** start of Records for the exercise **

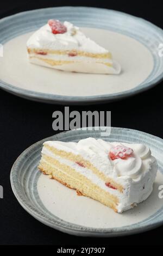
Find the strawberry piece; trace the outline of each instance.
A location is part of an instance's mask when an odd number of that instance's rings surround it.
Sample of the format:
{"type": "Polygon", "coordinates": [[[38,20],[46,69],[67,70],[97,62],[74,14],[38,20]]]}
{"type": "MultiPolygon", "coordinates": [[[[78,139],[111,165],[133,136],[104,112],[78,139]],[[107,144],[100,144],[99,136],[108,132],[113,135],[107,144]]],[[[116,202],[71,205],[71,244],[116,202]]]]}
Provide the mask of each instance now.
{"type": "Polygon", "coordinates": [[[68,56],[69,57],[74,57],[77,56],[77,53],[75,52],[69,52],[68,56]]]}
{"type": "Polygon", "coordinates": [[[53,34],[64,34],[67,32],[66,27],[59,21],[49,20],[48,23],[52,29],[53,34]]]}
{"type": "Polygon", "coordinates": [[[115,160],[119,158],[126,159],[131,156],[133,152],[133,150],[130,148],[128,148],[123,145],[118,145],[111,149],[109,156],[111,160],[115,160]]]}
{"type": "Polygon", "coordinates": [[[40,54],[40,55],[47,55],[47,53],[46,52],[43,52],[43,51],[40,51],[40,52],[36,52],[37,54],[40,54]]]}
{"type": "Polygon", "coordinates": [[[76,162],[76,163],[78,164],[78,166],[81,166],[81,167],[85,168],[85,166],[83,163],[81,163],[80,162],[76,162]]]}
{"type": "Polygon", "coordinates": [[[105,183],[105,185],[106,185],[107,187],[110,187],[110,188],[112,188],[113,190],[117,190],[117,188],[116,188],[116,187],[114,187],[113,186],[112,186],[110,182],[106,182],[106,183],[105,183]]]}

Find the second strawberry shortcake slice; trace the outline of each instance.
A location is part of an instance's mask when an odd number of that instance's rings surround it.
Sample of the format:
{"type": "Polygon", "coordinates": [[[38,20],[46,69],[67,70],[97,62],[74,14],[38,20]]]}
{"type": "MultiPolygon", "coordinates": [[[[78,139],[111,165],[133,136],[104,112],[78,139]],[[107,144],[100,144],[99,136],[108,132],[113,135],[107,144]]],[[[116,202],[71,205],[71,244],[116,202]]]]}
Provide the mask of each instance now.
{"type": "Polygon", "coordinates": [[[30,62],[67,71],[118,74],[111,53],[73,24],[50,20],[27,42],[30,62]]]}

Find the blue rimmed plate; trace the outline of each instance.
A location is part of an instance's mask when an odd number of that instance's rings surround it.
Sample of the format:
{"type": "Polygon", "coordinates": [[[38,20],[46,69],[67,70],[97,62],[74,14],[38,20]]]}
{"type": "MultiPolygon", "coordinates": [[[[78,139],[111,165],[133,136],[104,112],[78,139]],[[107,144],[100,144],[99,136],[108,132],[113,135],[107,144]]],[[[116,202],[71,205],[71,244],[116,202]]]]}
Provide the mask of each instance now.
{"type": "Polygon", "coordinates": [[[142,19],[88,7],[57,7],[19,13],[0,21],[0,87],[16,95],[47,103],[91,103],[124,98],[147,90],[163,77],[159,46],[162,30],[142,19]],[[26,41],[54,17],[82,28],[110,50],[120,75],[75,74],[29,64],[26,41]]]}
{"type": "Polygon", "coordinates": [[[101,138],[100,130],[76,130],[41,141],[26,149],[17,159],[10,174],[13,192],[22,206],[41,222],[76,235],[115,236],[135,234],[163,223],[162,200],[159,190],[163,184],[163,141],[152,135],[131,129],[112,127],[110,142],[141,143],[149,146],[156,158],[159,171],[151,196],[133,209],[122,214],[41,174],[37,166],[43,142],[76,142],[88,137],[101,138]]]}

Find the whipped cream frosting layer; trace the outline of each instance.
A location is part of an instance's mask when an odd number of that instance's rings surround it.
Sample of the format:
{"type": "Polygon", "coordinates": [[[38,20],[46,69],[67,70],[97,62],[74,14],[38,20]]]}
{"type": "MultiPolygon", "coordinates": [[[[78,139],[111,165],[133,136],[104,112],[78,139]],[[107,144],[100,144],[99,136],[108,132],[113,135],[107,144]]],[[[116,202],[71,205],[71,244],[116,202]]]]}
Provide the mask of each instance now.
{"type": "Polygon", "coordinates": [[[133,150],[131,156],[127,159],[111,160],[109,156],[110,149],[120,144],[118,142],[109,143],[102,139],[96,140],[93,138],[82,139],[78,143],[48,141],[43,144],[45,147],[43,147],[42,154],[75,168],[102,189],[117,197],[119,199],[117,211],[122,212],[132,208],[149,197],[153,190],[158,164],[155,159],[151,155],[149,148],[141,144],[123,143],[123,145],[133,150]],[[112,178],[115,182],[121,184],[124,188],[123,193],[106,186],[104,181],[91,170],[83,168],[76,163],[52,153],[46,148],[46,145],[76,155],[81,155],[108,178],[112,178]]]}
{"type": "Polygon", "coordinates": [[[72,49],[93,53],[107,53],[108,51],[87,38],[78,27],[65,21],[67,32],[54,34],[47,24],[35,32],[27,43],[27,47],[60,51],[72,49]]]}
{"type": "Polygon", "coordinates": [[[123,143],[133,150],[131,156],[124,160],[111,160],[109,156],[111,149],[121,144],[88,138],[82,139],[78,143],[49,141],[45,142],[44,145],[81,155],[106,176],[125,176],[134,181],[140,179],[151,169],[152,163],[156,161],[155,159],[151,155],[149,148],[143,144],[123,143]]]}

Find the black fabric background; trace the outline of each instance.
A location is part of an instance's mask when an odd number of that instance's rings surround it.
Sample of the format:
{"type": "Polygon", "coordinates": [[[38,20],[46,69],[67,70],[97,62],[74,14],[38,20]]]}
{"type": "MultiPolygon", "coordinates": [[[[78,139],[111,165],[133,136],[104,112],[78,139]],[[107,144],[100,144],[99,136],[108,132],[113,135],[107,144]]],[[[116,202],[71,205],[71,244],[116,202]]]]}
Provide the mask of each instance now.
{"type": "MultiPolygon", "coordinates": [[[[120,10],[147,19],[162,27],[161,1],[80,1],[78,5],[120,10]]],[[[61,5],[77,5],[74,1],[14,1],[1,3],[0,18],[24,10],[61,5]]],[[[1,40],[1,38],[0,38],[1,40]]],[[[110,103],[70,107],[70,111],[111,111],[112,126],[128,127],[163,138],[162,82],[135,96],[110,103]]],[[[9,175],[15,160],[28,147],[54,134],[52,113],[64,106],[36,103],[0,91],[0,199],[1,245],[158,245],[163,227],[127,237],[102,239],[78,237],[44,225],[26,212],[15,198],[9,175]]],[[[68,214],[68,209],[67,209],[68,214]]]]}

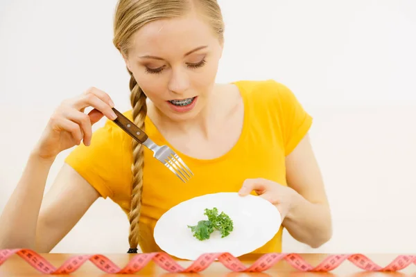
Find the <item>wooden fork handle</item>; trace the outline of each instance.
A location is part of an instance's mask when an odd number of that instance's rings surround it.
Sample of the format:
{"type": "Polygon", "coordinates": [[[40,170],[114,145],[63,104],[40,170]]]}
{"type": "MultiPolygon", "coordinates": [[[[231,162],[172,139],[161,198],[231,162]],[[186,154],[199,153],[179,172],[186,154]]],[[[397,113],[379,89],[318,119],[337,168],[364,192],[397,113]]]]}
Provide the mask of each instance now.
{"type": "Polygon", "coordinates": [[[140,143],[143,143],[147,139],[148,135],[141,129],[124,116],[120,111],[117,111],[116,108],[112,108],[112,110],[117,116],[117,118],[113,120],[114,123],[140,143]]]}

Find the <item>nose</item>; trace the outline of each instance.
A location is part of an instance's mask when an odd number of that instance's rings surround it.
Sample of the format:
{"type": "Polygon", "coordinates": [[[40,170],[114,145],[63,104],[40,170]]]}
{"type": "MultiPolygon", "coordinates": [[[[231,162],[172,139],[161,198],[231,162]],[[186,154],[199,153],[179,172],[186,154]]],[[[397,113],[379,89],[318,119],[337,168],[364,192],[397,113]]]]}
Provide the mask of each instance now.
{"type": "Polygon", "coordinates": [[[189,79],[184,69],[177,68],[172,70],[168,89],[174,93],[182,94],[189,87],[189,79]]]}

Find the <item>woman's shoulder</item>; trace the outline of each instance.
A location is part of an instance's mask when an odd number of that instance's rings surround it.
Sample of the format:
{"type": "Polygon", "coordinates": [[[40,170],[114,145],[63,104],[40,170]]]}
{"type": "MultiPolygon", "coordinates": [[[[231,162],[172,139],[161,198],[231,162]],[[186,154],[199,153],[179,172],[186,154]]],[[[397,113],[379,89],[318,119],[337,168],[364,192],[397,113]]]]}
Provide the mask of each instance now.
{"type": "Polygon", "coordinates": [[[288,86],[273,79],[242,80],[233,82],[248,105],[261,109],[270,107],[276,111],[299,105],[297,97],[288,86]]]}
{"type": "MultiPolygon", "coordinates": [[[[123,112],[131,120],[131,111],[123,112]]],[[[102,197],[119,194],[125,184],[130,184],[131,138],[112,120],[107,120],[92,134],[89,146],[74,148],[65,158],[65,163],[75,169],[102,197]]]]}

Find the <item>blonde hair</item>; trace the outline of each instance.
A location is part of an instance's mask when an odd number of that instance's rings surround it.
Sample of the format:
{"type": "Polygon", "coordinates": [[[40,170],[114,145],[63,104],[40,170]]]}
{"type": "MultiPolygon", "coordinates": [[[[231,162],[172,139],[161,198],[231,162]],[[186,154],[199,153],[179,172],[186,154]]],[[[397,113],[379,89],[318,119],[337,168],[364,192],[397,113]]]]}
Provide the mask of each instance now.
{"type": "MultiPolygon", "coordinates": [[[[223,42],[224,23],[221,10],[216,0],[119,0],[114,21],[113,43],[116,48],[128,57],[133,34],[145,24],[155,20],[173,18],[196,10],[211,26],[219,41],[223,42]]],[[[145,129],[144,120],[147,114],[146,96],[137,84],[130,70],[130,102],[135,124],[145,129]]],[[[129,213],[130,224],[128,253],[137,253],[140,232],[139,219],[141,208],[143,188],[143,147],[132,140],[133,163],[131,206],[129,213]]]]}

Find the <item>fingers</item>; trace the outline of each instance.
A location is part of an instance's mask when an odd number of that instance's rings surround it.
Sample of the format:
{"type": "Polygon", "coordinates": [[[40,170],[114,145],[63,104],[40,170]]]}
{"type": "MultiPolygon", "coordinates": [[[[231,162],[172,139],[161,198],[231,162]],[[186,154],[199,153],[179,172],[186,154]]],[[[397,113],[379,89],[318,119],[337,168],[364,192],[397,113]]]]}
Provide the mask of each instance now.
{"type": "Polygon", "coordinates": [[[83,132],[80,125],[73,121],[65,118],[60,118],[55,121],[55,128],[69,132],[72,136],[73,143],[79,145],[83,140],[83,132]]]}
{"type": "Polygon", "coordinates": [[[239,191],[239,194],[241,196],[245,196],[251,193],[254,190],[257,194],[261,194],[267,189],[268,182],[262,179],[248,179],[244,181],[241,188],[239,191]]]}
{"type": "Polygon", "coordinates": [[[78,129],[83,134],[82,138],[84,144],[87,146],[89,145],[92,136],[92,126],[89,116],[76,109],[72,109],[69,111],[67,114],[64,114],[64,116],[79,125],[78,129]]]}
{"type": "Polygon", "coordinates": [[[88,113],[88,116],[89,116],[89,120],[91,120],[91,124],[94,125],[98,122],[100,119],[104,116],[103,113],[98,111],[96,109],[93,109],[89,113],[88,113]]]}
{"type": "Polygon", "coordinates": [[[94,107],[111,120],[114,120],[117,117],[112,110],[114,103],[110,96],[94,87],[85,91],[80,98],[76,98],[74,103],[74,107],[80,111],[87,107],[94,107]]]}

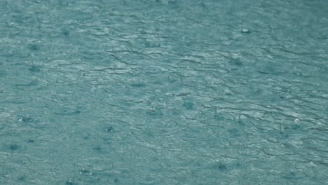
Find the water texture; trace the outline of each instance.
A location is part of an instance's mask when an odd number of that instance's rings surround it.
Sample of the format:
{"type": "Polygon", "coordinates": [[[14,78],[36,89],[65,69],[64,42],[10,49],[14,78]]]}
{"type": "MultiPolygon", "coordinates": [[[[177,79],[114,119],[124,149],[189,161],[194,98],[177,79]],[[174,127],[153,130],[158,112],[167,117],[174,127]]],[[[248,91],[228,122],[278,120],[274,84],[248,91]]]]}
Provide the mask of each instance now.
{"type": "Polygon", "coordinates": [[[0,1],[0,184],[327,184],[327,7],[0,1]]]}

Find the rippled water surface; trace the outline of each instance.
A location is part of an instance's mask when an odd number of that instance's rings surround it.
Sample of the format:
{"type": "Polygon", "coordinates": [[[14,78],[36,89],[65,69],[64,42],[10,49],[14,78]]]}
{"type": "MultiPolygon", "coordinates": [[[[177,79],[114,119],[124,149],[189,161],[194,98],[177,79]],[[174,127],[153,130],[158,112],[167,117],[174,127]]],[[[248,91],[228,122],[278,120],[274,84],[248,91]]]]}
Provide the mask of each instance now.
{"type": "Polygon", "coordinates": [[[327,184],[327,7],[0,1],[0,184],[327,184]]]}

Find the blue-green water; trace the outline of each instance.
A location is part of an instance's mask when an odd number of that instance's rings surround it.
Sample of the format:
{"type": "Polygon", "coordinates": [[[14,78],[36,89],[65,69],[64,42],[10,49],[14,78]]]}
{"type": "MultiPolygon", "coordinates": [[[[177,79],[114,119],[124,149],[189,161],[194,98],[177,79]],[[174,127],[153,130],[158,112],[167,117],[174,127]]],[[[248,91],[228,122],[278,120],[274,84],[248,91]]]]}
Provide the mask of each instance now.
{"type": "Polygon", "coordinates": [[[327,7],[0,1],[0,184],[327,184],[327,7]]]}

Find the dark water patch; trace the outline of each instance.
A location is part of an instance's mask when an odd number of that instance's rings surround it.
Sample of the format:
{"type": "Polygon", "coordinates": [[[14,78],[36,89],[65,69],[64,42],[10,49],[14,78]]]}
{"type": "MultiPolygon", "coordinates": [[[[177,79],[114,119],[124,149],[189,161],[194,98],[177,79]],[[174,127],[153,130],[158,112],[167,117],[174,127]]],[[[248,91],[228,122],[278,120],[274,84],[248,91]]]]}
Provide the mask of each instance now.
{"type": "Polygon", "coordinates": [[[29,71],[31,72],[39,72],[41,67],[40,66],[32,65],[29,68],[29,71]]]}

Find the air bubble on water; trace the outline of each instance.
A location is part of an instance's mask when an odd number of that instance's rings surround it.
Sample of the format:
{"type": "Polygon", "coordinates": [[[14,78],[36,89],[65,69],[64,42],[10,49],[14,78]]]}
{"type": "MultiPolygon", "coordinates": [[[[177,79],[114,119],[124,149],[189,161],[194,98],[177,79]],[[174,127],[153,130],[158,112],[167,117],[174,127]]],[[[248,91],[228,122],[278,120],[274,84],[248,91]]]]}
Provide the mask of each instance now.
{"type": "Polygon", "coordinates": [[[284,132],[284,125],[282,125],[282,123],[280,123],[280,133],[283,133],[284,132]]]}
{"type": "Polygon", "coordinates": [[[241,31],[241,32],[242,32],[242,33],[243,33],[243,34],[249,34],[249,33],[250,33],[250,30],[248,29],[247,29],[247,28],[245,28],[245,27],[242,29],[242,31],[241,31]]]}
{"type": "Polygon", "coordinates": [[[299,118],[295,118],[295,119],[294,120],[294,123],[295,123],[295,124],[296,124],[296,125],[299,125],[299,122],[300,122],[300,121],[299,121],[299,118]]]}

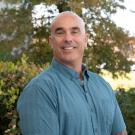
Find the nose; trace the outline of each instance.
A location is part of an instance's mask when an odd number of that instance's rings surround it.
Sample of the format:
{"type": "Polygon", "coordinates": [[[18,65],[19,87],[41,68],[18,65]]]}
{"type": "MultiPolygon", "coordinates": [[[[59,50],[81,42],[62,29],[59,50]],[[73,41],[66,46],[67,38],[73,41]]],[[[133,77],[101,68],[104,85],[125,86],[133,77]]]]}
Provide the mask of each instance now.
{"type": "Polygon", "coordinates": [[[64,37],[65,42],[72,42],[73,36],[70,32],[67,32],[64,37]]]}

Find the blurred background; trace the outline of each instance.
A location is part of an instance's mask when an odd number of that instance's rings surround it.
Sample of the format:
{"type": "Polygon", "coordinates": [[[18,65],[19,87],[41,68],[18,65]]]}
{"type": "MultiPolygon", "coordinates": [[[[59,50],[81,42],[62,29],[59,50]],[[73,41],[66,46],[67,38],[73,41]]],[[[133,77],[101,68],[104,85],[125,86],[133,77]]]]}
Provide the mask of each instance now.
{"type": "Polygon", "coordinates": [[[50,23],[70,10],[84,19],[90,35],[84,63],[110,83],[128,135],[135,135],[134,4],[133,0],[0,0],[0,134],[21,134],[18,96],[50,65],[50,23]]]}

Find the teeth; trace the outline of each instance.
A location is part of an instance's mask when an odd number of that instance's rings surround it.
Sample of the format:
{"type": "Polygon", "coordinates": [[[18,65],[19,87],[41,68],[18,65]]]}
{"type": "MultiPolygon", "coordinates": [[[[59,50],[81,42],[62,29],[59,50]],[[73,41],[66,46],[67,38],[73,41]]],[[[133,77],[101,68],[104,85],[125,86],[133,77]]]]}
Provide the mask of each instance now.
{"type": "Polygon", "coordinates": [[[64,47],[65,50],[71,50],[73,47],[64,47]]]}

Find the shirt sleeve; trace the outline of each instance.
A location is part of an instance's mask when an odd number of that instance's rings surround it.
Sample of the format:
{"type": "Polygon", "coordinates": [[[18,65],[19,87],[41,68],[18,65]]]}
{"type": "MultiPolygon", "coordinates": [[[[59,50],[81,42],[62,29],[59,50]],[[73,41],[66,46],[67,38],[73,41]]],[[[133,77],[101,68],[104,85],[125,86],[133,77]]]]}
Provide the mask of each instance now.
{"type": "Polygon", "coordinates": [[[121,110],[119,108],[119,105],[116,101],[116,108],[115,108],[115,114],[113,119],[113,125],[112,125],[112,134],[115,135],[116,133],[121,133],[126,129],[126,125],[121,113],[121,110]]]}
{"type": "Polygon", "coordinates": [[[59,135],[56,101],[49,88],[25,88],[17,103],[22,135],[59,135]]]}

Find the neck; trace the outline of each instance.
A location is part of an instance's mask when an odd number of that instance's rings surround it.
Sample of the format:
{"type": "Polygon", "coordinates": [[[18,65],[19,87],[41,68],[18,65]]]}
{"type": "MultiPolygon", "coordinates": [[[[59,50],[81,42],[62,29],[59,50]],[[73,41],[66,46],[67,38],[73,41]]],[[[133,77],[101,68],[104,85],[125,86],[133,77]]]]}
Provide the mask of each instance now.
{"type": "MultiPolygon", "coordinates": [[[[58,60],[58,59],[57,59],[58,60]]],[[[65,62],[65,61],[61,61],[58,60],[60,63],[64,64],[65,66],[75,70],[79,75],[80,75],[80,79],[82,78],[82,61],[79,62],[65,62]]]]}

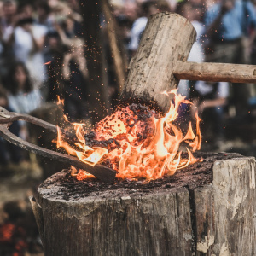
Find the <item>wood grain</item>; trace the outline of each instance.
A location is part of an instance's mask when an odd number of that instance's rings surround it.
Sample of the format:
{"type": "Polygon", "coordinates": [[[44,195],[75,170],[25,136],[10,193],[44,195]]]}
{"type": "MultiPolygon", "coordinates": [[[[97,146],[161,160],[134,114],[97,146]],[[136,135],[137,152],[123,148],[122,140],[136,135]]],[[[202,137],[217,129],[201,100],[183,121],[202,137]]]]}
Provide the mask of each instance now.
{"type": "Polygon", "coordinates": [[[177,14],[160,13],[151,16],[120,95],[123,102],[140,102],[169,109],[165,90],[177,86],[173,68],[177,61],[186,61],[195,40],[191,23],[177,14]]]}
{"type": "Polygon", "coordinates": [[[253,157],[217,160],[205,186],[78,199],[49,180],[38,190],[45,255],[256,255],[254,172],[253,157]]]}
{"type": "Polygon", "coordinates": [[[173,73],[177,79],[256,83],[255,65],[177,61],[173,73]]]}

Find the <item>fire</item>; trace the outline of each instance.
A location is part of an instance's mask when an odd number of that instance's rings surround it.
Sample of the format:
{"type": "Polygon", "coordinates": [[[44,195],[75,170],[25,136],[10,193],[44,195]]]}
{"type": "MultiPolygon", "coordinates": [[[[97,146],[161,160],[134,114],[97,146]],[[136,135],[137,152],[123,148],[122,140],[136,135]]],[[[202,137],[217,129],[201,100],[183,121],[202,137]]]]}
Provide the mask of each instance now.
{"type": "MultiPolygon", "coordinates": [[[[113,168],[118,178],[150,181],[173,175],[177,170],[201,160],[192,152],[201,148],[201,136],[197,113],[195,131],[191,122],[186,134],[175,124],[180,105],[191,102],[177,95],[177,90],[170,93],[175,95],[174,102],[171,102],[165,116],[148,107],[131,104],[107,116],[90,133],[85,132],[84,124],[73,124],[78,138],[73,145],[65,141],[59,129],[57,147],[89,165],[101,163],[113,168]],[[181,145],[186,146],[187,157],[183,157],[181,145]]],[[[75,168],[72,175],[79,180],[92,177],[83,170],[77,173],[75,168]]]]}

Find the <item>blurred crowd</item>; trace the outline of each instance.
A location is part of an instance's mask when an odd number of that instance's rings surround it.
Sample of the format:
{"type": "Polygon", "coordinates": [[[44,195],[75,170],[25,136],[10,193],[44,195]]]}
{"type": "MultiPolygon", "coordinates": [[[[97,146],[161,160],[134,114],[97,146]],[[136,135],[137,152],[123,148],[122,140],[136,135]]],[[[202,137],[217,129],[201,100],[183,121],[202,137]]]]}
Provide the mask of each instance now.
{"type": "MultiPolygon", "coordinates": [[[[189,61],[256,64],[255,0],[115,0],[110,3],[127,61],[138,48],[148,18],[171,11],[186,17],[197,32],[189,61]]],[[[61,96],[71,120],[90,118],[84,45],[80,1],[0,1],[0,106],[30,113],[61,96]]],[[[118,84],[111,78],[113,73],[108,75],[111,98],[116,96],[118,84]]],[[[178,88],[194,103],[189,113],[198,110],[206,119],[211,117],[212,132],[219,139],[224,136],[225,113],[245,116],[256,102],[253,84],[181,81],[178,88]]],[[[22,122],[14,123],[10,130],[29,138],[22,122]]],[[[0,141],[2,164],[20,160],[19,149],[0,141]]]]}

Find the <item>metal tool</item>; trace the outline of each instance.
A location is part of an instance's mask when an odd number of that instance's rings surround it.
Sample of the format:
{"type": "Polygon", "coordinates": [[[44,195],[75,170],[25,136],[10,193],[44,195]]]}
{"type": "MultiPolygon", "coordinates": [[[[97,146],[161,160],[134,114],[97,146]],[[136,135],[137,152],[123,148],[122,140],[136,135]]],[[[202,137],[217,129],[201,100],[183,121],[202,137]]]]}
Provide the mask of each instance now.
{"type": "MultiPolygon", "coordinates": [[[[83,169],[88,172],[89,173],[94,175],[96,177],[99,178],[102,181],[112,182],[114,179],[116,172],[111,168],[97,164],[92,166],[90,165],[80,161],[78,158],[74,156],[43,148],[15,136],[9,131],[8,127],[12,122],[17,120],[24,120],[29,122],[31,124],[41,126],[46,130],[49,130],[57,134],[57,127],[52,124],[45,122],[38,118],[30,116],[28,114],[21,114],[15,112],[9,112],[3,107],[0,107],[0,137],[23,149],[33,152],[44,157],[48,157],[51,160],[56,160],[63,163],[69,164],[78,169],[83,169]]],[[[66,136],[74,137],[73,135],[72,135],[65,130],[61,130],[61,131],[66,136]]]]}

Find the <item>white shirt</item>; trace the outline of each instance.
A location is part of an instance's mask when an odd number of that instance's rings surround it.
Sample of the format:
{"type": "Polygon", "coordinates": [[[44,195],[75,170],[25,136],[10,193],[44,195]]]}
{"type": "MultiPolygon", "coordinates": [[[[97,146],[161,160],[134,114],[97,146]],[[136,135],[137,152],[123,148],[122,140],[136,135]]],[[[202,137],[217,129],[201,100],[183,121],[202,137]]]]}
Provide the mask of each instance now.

** end of Records for the exercise **

▶ Work to do:
Output the lines from the line containing "Find the <item>white" to the end, both included; add nothing.

▶ Output below:
Find the <item>white shirt</item>; trace the outline of each instance.
A location is part of an instance's mask when an odd number of that instance's rings surround it.
Sample of the format:
{"type": "Polygon", "coordinates": [[[44,195],[75,170],[25,136],[10,193],[44,195]]]}
{"type": "MultiPolygon", "coordinates": [[[[97,146],[161,160],[134,114],[97,146]],[[136,135],[137,152],[123,148],[122,140],[136,135]]],[[[202,137],[217,129],[201,100],[183,121],[202,137]]]]}
Provide the mask of each instance now.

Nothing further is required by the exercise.